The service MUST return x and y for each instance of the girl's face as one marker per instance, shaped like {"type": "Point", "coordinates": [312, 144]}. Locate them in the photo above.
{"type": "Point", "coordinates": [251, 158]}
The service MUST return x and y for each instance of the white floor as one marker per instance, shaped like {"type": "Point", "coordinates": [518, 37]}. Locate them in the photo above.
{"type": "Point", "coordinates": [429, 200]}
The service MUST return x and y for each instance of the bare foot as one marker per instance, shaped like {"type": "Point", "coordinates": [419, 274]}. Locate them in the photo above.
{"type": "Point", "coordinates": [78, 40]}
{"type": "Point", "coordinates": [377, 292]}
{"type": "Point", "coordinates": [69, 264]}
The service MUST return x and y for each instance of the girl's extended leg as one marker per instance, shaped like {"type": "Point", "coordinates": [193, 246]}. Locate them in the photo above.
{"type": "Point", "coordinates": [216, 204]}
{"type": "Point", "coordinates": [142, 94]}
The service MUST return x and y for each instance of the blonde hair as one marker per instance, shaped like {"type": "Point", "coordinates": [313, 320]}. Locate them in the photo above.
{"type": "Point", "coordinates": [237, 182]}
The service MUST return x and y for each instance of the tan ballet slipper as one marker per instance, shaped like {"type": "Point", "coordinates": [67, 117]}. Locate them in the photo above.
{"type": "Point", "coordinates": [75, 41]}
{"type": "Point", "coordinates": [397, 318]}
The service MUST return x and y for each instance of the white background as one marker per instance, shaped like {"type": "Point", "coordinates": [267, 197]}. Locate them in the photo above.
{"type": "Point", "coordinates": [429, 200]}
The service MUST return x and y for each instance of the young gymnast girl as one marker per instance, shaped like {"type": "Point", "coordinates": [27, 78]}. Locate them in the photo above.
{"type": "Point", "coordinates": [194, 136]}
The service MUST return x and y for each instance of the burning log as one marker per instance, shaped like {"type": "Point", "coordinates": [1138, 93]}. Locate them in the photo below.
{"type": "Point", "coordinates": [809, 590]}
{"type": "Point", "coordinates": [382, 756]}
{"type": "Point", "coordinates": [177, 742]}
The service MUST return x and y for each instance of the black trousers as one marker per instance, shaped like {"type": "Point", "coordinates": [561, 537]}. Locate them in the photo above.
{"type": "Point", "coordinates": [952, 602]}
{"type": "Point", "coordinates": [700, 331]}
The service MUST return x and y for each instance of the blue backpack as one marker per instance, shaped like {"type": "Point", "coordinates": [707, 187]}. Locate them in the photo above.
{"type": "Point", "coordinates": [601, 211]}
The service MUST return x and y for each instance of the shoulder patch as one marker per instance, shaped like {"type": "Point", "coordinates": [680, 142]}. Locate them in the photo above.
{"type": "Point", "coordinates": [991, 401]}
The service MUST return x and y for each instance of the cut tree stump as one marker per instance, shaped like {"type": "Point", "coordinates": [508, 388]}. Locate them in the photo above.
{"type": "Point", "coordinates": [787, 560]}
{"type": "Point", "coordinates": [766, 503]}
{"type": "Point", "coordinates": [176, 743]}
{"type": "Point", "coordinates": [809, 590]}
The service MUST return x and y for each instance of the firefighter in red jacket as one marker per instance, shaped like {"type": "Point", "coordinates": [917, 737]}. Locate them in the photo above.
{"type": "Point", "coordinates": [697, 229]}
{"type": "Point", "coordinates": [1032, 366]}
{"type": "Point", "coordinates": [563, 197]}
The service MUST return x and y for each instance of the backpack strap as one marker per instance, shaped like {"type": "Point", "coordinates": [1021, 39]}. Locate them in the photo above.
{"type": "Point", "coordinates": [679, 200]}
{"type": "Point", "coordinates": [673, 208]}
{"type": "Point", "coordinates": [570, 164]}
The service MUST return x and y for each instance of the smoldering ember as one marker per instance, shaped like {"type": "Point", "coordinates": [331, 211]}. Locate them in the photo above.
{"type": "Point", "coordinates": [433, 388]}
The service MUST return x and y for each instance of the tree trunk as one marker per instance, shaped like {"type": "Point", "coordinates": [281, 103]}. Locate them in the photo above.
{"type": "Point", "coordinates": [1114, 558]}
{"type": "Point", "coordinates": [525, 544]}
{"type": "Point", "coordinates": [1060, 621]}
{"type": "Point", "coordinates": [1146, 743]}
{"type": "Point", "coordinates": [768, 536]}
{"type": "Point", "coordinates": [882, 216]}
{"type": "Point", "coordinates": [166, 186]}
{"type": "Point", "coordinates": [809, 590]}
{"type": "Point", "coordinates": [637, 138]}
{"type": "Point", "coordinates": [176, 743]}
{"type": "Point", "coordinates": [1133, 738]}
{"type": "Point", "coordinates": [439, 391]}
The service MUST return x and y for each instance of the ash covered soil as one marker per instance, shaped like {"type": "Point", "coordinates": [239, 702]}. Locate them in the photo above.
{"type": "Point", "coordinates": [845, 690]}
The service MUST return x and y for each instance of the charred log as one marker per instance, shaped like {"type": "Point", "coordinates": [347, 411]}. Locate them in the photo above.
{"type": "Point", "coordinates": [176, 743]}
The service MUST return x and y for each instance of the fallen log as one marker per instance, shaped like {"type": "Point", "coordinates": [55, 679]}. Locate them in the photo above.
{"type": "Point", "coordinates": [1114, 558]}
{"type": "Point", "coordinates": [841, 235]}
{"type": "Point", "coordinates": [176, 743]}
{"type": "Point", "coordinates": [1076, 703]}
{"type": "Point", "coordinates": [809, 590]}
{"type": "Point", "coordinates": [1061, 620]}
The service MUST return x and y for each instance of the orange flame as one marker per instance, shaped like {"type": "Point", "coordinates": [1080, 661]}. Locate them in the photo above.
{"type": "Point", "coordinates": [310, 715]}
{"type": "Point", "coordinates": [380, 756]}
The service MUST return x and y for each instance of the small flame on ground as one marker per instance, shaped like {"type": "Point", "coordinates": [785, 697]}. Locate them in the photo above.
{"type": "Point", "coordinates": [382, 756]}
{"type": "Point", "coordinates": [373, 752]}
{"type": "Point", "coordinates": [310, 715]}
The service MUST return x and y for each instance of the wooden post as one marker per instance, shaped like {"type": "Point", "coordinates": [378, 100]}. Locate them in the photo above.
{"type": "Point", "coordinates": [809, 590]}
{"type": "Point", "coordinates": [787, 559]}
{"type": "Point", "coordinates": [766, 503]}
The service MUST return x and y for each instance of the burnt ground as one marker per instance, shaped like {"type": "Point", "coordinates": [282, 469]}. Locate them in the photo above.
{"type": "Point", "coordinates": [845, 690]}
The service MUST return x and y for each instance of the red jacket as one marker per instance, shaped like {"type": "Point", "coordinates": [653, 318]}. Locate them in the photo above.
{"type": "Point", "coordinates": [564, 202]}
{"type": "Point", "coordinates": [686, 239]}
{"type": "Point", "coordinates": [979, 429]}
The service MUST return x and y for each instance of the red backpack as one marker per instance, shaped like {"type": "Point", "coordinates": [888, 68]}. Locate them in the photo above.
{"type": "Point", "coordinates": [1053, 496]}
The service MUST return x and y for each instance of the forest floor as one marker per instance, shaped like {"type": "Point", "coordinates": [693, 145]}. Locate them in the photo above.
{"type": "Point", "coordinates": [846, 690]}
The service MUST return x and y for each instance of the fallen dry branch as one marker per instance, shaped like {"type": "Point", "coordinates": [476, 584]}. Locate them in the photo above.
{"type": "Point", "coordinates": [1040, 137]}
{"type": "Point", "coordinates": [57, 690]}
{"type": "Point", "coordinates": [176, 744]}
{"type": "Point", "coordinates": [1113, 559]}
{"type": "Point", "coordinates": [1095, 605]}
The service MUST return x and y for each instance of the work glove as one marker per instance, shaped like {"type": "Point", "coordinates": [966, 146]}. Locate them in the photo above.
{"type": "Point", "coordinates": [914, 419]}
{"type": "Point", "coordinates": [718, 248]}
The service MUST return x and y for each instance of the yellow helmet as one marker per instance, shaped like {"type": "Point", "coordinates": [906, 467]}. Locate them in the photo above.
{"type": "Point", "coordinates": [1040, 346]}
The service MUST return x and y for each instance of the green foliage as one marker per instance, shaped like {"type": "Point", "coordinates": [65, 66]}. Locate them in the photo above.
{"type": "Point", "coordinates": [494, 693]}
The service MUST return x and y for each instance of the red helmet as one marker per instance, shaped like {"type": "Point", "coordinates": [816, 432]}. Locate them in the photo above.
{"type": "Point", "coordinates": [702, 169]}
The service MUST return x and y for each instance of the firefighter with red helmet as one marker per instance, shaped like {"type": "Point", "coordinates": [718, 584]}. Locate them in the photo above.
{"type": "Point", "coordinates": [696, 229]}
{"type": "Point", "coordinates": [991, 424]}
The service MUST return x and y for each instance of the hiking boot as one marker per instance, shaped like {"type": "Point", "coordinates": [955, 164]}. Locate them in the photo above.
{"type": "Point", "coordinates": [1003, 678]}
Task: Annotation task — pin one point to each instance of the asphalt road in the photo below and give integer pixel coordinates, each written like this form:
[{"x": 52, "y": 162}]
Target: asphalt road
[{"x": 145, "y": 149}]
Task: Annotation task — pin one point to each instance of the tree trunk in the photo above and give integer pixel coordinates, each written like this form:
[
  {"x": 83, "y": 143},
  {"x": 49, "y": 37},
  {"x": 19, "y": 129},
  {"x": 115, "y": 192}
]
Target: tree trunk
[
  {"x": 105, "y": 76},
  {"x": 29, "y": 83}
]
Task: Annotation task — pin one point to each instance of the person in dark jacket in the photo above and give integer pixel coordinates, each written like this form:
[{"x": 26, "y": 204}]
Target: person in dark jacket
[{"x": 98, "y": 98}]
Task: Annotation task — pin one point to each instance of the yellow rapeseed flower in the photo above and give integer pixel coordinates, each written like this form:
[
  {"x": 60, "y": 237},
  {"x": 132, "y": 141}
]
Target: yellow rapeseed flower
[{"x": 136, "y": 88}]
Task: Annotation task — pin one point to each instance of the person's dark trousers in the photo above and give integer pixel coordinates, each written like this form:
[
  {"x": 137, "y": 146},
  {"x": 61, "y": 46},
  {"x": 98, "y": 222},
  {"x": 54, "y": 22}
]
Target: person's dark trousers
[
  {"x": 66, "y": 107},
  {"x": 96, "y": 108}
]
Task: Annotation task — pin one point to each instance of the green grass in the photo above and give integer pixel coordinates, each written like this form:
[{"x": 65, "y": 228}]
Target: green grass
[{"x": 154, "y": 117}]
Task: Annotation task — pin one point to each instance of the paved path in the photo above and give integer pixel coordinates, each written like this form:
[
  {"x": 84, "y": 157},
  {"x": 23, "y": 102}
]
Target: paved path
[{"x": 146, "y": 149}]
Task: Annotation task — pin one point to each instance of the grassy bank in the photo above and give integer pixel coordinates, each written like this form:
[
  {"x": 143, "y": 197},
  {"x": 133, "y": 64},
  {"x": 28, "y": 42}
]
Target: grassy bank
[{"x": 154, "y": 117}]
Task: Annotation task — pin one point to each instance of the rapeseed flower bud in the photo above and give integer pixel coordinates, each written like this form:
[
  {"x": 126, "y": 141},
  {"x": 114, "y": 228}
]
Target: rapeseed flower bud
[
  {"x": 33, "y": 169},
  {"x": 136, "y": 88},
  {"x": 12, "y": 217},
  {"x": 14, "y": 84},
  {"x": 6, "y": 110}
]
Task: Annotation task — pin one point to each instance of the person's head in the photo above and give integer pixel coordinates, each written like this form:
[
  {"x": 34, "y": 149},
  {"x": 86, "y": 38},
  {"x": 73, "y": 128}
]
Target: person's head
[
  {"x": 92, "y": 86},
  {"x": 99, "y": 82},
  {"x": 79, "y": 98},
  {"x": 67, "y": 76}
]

* Problem requirements *
From the line that contains "Target: person's dark trousers" through the last line of the listing, every line is to be restated word for word, both ends included.

* Answer area *
Target: person's dark trousers
[
  {"x": 66, "y": 107},
  {"x": 96, "y": 108}
]
Task: Annotation task — pin one point to each instance of the green grass in the photo above and give integer pixel coordinates, each written like this form:
[{"x": 65, "y": 228}]
Target: green grass
[{"x": 154, "y": 117}]
Task: Annotation task — pin one point to each instance of the paved path in the photo above and give integer pixel coordinates, each written like this form:
[
  {"x": 84, "y": 157},
  {"x": 23, "y": 102}
]
Target: paved path
[{"x": 146, "y": 149}]
Task: Annotation task — pin one point to each instance of the grassy bank in the photo above and give integer pixel coordinates, each written like this form:
[
  {"x": 143, "y": 197},
  {"x": 133, "y": 64},
  {"x": 28, "y": 42}
]
Target: grassy bank
[{"x": 154, "y": 117}]
Task: Annotation task — pin one point to each instance of the rapeseed flower bud in the photo above and give integer pixel coordinates, each written like this form:
[
  {"x": 126, "y": 141},
  {"x": 114, "y": 228}
]
Target: rapeseed flower bud
[
  {"x": 33, "y": 169},
  {"x": 136, "y": 88},
  {"x": 12, "y": 217},
  {"x": 14, "y": 84},
  {"x": 6, "y": 110}
]
Task: Annotation task — pin one point to each instance of the person's head in the photo above and give integer pixel coordinates, each written like this form:
[
  {"x": 34, "y": 149},
  {"x": 86, "y": 38},
  {"x": 73, "y": 128}
]
Target: person's head
[
  {"x": 92, "y": 86},
  {"x": 99, "y": 82},
  {"x": 79, "y": 98},
  {"x": 67, "y": 76}
]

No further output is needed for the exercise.